BEGIN Provided text

By Aaron Gershon
University of Kentucky School of Journalism and Media
The restaurants are getting far more than retail stores. The
report shows that The Brown Barrel ($4,180), Goose and Gander ($2,910) Don
Jockey ($2,410) were the only three businesses to get more than $1,000 in "Midway Bucks."
University of Kentucky School of Journalism and Media
Mayor Grayson Vandegrift said Tuesday that he is setting up
an ad hoc City Council committee to design a grant program for small businesses, using covid-19 relief funds, in place of a third round of vouchers that citizens
can redeem at the businesses.
The committee will be Council Members Stacy Thurman and John
Holloway and City Clerk-Treasurer Cindy Foster.
The move comes after Midway merchants expressed displeasure
with last week’s 3-2 council vote to send residents two more rounds of $50
vouchers, at $40,000 per round, rather than making direct grants of up to $2,000 to businesses, as
Vandegrift first suggested.
The mayor said restaurants, not retailers, were the main
beneficiaries of the vouchers, and Tuesday he cited reports from local
businesses of their redemptions to prove his point.
The Brown Barrel and Blind Harry's got the most vouchers. (Google photo) |
Eleven retail stores redeemed a total of $2,300, an average
of $209; the highest was $430.
After the council voted for two more rounds of voucher instead of grants, 19 business people signed a letter warning that
"without significant assistance or the lifting of pandemic restrictions .

END Provided text
BEGIN Data listing

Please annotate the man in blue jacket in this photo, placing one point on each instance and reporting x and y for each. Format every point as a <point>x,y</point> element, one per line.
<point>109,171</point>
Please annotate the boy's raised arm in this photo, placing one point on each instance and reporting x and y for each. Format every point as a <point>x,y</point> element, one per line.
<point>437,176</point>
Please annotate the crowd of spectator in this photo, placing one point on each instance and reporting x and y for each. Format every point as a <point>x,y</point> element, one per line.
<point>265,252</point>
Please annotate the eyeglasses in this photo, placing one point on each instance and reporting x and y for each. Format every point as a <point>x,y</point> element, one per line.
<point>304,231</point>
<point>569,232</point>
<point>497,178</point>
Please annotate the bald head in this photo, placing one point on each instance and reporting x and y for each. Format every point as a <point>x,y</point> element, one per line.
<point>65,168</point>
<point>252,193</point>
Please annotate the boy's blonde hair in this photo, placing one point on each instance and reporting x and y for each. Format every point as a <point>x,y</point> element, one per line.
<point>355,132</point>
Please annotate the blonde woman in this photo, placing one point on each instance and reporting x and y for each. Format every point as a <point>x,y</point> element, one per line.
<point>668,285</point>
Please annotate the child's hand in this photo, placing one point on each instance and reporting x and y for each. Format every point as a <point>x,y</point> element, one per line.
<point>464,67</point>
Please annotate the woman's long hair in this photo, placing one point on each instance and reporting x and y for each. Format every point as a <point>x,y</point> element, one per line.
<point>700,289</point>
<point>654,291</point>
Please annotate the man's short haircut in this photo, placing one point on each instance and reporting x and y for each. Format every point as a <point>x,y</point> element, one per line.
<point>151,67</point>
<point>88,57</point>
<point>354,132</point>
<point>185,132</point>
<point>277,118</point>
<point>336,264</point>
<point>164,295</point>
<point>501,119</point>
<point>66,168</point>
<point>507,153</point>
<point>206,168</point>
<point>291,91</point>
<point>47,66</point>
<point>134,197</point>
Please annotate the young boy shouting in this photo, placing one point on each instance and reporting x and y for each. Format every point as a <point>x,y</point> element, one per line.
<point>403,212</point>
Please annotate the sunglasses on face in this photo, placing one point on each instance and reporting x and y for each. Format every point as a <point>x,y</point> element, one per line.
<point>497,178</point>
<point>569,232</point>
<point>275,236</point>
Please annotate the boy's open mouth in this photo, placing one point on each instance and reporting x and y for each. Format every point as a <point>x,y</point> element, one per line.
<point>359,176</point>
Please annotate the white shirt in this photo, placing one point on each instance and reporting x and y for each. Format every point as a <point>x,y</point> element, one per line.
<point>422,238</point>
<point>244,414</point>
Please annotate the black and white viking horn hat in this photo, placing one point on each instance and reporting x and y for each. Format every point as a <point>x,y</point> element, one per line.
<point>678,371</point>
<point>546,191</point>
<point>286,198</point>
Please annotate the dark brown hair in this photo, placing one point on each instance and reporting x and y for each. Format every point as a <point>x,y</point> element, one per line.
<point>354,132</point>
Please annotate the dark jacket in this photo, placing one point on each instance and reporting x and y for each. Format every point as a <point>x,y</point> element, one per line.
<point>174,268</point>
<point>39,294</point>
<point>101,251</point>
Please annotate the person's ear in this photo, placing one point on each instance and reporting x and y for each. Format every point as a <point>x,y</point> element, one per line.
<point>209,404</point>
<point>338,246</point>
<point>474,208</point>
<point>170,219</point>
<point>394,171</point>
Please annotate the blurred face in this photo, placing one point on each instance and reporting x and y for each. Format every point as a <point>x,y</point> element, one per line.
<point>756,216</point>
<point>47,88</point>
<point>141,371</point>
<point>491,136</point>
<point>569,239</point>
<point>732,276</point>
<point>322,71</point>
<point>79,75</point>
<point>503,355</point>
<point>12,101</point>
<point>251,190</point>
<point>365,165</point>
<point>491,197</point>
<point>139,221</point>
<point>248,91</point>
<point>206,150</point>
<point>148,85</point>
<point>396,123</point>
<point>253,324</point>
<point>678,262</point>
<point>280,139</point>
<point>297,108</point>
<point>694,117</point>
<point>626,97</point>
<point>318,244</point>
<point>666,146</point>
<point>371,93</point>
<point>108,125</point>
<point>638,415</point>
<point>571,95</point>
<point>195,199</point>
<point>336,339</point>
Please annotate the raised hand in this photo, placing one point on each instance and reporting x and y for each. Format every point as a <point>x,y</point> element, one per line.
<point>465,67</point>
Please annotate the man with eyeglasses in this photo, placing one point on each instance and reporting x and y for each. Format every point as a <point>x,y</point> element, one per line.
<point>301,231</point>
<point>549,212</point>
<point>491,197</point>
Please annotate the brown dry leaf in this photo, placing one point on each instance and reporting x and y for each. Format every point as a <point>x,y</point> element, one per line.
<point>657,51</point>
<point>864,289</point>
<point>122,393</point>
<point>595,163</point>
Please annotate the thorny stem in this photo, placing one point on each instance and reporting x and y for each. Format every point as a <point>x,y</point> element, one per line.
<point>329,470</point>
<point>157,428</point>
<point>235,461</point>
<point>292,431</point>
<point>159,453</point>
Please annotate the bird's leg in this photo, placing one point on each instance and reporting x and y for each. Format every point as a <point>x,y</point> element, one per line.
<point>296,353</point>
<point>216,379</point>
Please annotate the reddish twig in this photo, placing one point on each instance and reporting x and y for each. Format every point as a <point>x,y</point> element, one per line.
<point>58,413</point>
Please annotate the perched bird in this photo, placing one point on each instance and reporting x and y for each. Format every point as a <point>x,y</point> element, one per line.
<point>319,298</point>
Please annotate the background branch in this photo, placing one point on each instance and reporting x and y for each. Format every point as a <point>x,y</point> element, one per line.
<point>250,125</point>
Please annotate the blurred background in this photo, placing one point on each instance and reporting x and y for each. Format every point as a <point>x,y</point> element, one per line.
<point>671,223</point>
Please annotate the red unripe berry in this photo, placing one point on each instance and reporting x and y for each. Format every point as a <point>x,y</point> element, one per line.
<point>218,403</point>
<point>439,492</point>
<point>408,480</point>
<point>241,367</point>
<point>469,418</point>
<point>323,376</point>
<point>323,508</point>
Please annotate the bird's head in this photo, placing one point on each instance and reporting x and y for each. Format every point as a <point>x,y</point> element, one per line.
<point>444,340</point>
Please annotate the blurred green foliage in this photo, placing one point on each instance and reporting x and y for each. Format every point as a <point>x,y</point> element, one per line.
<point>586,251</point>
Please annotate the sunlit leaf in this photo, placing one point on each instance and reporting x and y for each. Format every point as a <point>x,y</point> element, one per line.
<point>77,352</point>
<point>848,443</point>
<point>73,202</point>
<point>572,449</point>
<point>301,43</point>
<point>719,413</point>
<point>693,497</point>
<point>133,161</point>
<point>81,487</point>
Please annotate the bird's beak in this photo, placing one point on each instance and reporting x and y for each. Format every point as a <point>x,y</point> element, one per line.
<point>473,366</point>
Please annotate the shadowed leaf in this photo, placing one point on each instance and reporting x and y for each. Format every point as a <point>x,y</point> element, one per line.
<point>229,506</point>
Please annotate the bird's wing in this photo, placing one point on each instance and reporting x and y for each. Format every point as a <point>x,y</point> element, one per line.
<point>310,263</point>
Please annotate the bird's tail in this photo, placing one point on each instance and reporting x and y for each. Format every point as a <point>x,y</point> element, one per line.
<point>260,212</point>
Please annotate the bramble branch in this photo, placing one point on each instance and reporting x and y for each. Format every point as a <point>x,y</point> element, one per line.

END Data listing

Continue the news report on Midway's pandemic relief vouchers from the point at which it stops.

. . by the end of 2020, there will be more closed stores in downtown Midway
than would be open."
In response, Vandegrift said he would ask the council to
appropriate $40,000 for the grant program. Tuesday, he said the ad hoc
committee would work on the exact details. "The committee will propose the
details and the parameters as well as the potential paying scale of
grants" hopefully for the council’s consideration July 6, he wrote.
"We've all agreed that time is of the essence for these
businesses," he said. "We need to move as quickly as we can for
them, regardless of what is decided."
The letter from the merchants noted
that a grant program was clearly authorized by the relief bill but the voucher
program was not. Vandegrift has said he thinks it will be approved.
In his latest statement, he said he is talking with the state Department for Local Government and the office of Senate
Majority Leader Mitch McConnell, who sponsored the bill, “to get as much
guidance as possible” and would report to the council on at the July 6 meeting.